* **Exercise requirements**
Update the material below by replacing "Find" with "Locate" and leaving everything else unchanged. Omit the pictures from your answer.

(Dataset extracts labeled with boxes)
........
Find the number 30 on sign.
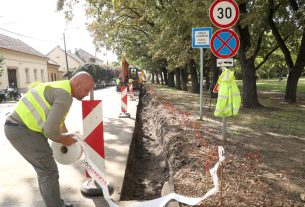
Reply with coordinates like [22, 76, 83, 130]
[210, 0, 239, 28]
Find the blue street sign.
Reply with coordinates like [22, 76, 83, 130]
[192, 27, 213, 48]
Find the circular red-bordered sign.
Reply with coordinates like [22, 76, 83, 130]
[211, 29, 239, 58]
[210, 0, 239, 28]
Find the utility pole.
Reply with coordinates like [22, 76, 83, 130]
[63, 33, 70, 79]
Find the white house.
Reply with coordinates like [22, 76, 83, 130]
[0, 34, 48, 92]
[75, 48, 104, 65]
[47, 46, 85, 79]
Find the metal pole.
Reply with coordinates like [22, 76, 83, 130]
[199, 48, 204, 121]
[222, 117, 227, 141]
[63, 33, 70, 79]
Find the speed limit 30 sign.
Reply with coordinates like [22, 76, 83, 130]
[210, 0, 239, 28]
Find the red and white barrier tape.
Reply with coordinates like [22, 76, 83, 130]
[79, 139, 225, 207]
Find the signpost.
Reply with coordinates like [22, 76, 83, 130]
[209, 0, 240, 140]
[211, 29, 239, 58]
[192, 27, 212, 120]
[210, 0, 239, 28]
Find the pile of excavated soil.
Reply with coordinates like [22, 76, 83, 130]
[121, 90, 304, 207]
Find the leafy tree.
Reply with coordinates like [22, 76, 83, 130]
[268, 0, 305, 103]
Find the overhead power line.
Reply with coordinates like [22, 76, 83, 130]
[0, 28, 58, 44]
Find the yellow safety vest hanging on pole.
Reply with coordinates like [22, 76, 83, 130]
[15, 80, 71, 132]
[214, 68, 241, 117]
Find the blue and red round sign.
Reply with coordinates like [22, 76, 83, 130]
[210, 0, 239, 28]
[211, 29, 240, 58]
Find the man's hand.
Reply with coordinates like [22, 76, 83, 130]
[57, 133, 79, 146]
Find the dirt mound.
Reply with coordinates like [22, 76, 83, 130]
[121, 90, 304, 207]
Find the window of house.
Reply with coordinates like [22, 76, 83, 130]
[25, 68, 31, 83]
[34, 69, 38, 81]
[40, 70, 44, 82]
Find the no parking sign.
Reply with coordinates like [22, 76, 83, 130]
[210, 0, 239, 28]
[211, 29, 239, 58]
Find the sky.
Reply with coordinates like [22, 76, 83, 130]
[0, 0, 117, 63]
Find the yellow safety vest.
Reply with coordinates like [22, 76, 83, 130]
[214, 69, 241, 117]
[15, 80, 71, 132]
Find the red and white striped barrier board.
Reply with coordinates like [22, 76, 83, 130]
[121, 86, 127, 113]
[129, 84, 135, 100]
[82, 100, 105, 174]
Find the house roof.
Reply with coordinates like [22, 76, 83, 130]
[48, 58, 60, 66]
[0, 34, 46, 57]
[75, 48, 103, 63]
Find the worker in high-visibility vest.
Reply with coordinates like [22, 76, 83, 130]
[4, 72, 94, 207]
[214, 68, 241, 117]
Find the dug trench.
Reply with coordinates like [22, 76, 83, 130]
[120, 86, 304, 207]
[121, 91, 169, 200]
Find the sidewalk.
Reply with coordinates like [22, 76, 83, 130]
[0, 88, 138, 207]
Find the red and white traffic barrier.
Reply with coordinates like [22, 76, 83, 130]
[81, 100, 105, 196]
[128, 84, 136, 101]
[119, 86, 130, 118]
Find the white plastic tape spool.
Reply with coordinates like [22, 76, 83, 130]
[51, 142, 83, 165]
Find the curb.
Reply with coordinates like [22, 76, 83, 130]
[161, 181, 179, 207]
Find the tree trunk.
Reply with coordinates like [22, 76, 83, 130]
[175, 68, 182, 90]
[162, 67, 168, 85]
[189, 59, 200, 93]
[237, 1, 262, 108]
[168, 71, 175, 87]
[268, 0, 305, 103]
[241, 59, 262, 108]
[285, 69, 303, 103]
[180, 66, 187, 91]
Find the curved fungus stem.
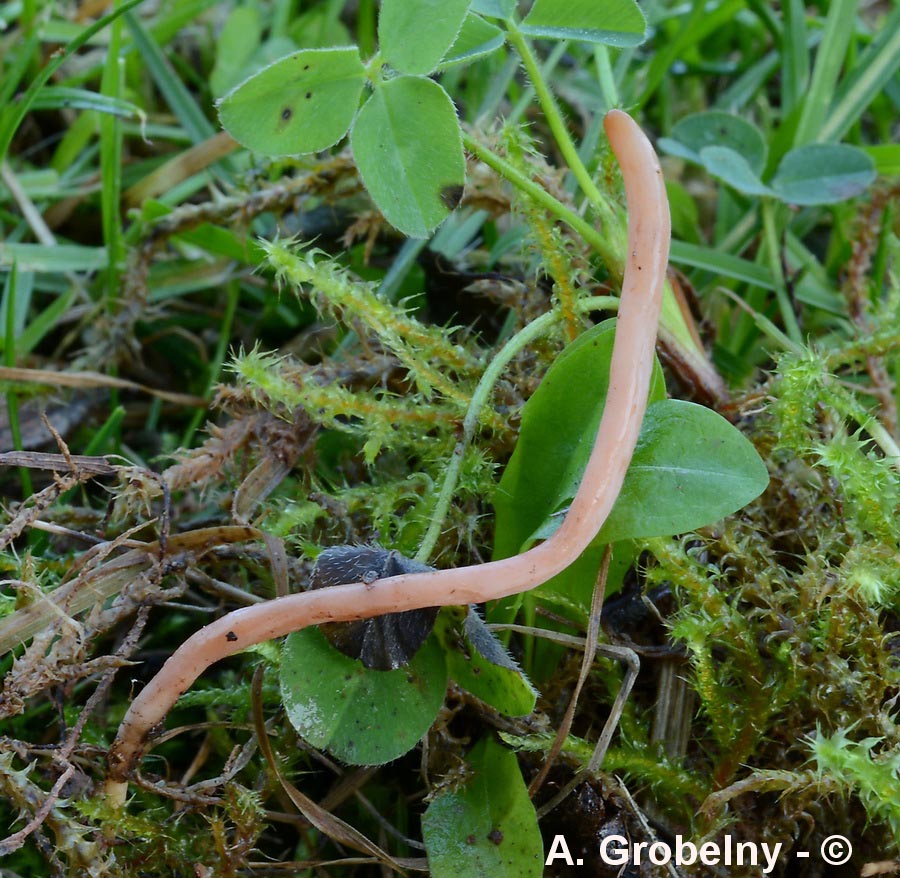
........
* **Result for this exercise**
Locate the number 30 on sign.
Reply with coordinates like [22, 76, 83, 130]
[210, 0, 239, 28]
Locate the blue street sign.
Reply with coordinates like [22, 76, 83, 130]
[192, 27, 213, 48]
Locate the circular red-bordered sign.
Reply with coordinates like [22, 76, 83, 130]
[211, 29, 239, 58]
[210, 0, 239, 28]
Locate the utility pole.
Reply with coordinates like [22, 76, 83, 130]
[63, 33, 70, 79]
Locate the white house.
Reply with coordinates like [22, 76, 83, 130]
[0, 34, 48, 92]
[75, 48, 104, 65]
[47, 46, 85, 79]
Locate the metal pole.
Reply with coordinates like [22, 76, 83, 130]
[199, 48, 204, 121]
[222, 117, 227, 141]
[63, 33, 70, 79]
Locate the speed limit 30 sign.
Reply with coordinates like [22, 76, 83, 130]
[210, 0, 239, 28]
Locate the red and white barrier tape.
Reply with coordinates like [22, 76, 83, 130]
[79, 139, 225, 207]
Locate the signpost.
Reply with coordinates like [22, 76, 83, 130]
[209, 0, 240, 140]
[211, 29, 239, 58]
[192, 27, 212, 120]
[210, 0, 239, 28]
Locate the pile of excavated soil.
Reply with coordinates like [22, 76, 83, 130]
[121, 90, 304, 207]
Locate the leafy tree.
Reply with coordinates like [22, 76, 83, 130]
[268, 0, 305, 103]
Locate the overhead power line.
Reply with coordinates like [22, 76, 83, 130]
[0, 28, 58, 44]
Locate the yellow safety vest hanging on pole.
Reply with coordinates like [22, 76, 83, 130]
[15, 80, 71, 132]
[214, 68, 241, 117]
Locate the blue and red round sign.
Reply with coordinates like [22, 76, 83, 130]
[210, 0, 239, 28]
[211, 29, 240, 58]
Locate the man's hand.
Reply with coordinates like [22, 76, 83, 130]
[57, 133, 79, 146]
Locate the dirt mound.
Reply with coordinates like [22, 76, 83, 130]
[121, 90, 304, 207]
Locate the window of house.
Reply with coordinates like [22, 76, 83, 130]
[25, 68, 31, 83]
[34, 69, 38, 81]
[40, 70, 44, 82]
Locate the no parking sign.
Reply with coordinates like [22, 76, 83, 130]
[210, 0, 239, 28]
[211, 29, 239, 58]
Locate the sky.
Reply with coordinates like [22, 76, 83, 130]
[0, 0, 117, 63]
Locate the yellow safety vest.
Reply with coordinates like [22, 76, 83, 130]
[214, 69, 241, 117]
[15, 80, 71, 132]
Locate the red and white striped barrier board.
Reply with coordinates like [22, 76, 83, 130]
[121, 86, 127, 113]
[129, 84, 135, 100]
[82, 100, 105, 174]
Locate the house roof.
Reply with coordinates like [22, 76, 83, 130]
[48, 58, 60, 66]
[0, 34, 46, 57]
[75, 48, 103, 63]
Locate the worker in high-visibility vest.
Reply with coordinates like [22, 76, 83, 130]
[4, 72, 94, 207]
[214, 68, 241, 117]
Locate the dug trench.
Reply with coordinates like [22, 76, 83, 130]
[120, 86, 304, 207]
[121, 91, 169, 200]
Locate the sidewalk.
Reply with coordinates like [22, 76, 83, 130]
[0, 88, 138, 207]
Locate the red and white traffic barrier.
Reply with coordinates like [22, 76, 83, 130]
[81, 100, 105, 196]
[128, 84, 136, 101]
[119, 86, 130, 118]
Locate the white plastic tape spool.
Reply with coordinates like [22, 76, 83, 130]
[51, 142, 83, 165]
Locate the curb.
Reply with coordinates like [22, 76, 83, 130]
[161, 181, 179, 207]
Locate the tree trunk.
Reply with coordinates like [22, 76, 83, 130]
[175, 68, 182, 90]
[162, 67, 168, 85]
[189, 59, 200, 93]
[237, 1, 262, 108]
[168, 71, 175, 87]
[268, 0, 305, 103]
[241, 59, 262, 108]
[285, 69, 303, 103]
[180, 66, 187, 91]
Locate the curved fungus stem.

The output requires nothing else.